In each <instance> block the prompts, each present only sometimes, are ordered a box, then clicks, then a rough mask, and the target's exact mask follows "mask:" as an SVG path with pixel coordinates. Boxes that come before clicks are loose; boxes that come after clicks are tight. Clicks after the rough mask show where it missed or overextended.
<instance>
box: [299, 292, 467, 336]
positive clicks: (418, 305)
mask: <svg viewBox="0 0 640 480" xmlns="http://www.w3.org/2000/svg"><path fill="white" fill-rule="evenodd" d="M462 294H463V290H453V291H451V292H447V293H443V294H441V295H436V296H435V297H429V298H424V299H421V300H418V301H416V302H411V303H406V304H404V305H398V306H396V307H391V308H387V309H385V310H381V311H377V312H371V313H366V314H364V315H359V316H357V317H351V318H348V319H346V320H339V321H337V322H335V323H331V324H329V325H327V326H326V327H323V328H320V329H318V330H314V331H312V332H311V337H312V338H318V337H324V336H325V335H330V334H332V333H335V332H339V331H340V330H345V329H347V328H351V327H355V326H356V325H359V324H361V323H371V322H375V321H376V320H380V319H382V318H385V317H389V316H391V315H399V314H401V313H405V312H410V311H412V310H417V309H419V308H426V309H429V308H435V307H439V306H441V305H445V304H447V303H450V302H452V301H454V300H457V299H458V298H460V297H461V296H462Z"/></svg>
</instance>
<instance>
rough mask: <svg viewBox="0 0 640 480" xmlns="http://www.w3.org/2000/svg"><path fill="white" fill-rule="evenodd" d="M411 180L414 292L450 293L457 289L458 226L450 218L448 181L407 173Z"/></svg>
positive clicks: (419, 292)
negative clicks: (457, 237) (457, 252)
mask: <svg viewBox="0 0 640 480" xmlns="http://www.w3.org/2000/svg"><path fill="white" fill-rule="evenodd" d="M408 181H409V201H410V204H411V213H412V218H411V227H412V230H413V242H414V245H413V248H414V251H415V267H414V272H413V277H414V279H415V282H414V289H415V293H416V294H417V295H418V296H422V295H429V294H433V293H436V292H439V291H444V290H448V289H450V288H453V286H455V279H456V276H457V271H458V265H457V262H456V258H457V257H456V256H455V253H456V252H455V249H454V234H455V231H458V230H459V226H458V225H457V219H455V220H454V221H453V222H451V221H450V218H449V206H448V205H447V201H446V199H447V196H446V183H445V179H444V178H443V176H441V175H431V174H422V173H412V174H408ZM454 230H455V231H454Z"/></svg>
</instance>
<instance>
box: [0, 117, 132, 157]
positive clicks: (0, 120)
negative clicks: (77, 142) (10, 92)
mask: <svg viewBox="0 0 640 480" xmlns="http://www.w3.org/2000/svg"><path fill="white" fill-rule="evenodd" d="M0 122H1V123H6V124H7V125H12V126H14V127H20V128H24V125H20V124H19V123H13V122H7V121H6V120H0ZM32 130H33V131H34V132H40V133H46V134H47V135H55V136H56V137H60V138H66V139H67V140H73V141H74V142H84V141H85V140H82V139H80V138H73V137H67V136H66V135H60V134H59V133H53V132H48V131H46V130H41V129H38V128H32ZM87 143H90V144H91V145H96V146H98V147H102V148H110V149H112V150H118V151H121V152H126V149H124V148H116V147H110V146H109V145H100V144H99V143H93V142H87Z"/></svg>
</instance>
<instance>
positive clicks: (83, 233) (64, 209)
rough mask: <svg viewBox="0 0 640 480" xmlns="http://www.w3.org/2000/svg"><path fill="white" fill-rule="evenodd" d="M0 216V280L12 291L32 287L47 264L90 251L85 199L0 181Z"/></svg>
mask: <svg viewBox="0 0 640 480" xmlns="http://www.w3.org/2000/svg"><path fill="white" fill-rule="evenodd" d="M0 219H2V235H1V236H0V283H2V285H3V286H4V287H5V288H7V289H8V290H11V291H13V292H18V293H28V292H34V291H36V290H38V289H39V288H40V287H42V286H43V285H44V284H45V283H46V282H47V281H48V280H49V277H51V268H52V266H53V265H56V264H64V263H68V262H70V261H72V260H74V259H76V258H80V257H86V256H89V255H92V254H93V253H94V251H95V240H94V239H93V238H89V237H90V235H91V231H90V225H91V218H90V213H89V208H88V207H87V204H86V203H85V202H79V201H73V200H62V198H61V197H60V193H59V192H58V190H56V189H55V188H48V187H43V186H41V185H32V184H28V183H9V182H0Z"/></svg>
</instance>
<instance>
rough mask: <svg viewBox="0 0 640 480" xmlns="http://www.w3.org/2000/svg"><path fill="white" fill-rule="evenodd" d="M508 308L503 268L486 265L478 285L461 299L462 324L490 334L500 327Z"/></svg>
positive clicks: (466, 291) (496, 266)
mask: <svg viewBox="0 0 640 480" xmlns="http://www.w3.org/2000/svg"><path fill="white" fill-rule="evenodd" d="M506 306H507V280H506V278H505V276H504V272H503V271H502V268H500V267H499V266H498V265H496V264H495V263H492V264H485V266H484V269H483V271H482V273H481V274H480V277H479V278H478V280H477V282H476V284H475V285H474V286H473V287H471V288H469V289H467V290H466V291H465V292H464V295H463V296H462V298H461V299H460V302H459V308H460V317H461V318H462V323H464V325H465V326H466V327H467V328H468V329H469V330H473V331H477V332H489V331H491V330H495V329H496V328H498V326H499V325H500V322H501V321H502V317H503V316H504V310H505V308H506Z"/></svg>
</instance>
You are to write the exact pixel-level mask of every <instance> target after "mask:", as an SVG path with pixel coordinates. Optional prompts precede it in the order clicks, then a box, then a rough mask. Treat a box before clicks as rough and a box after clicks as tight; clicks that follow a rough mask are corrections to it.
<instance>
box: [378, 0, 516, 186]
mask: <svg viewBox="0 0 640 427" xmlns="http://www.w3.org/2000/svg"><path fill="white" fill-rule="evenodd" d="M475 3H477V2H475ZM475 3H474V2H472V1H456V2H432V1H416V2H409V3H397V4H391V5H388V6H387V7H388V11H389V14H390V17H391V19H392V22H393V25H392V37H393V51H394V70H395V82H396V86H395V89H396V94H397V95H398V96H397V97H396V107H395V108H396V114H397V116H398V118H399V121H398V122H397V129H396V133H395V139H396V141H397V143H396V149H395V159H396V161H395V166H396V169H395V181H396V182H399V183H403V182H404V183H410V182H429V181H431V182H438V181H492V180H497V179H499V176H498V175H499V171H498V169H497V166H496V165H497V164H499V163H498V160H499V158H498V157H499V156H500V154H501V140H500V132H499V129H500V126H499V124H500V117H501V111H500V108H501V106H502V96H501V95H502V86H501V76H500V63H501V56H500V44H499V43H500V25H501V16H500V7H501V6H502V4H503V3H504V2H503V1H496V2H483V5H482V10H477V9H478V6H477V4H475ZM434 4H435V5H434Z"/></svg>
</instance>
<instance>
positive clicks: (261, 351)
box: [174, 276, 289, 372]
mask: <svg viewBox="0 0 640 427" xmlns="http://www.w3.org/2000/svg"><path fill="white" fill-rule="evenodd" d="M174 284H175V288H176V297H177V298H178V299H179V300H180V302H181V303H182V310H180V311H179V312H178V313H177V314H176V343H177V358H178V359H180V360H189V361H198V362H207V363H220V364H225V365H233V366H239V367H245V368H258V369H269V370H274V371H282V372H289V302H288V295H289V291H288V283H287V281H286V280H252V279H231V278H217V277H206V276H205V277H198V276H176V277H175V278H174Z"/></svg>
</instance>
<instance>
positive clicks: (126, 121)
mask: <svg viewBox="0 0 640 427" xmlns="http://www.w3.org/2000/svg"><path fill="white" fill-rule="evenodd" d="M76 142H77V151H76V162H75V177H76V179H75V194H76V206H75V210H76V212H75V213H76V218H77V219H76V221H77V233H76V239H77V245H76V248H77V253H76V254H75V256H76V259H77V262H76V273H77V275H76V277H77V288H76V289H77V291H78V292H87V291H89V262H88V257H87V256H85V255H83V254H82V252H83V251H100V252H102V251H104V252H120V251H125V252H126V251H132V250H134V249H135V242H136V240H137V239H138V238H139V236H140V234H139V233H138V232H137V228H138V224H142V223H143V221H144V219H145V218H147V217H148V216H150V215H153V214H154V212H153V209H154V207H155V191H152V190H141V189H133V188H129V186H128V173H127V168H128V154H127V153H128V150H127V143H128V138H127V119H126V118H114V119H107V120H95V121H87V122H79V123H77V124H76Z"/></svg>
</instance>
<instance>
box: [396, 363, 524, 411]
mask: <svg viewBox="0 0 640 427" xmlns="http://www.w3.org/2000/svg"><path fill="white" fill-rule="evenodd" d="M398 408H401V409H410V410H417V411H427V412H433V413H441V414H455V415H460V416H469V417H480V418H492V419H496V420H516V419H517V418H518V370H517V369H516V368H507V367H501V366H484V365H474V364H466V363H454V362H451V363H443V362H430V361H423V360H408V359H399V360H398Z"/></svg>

=-=-=-=-=

### Your instructions
Wherever the word "prompts" appears in the listing, copy the line that holds it.

### Reply to the exercise
In each <instance> block the prompts, each present only sometimes, are ordered a box, then clicks, then a rough mask, and the target's exact mask follows "mask:" as an SVG path with pixel coordinates. Boxes that come before clicks are loose; boxes that come after clicks are tight. Clicks after the rough mask show where it missed or overextended.
You are to write the exact pixel-level mask of every <instance> target after "mask:", as an SVG path with pixel coordinates. Optional prompts precede it in the order clicks, then a box, then a rough mask. Treat a box before clicks as rough and a box after clicks as tight; clicks that follow a rough mask are corrections to it.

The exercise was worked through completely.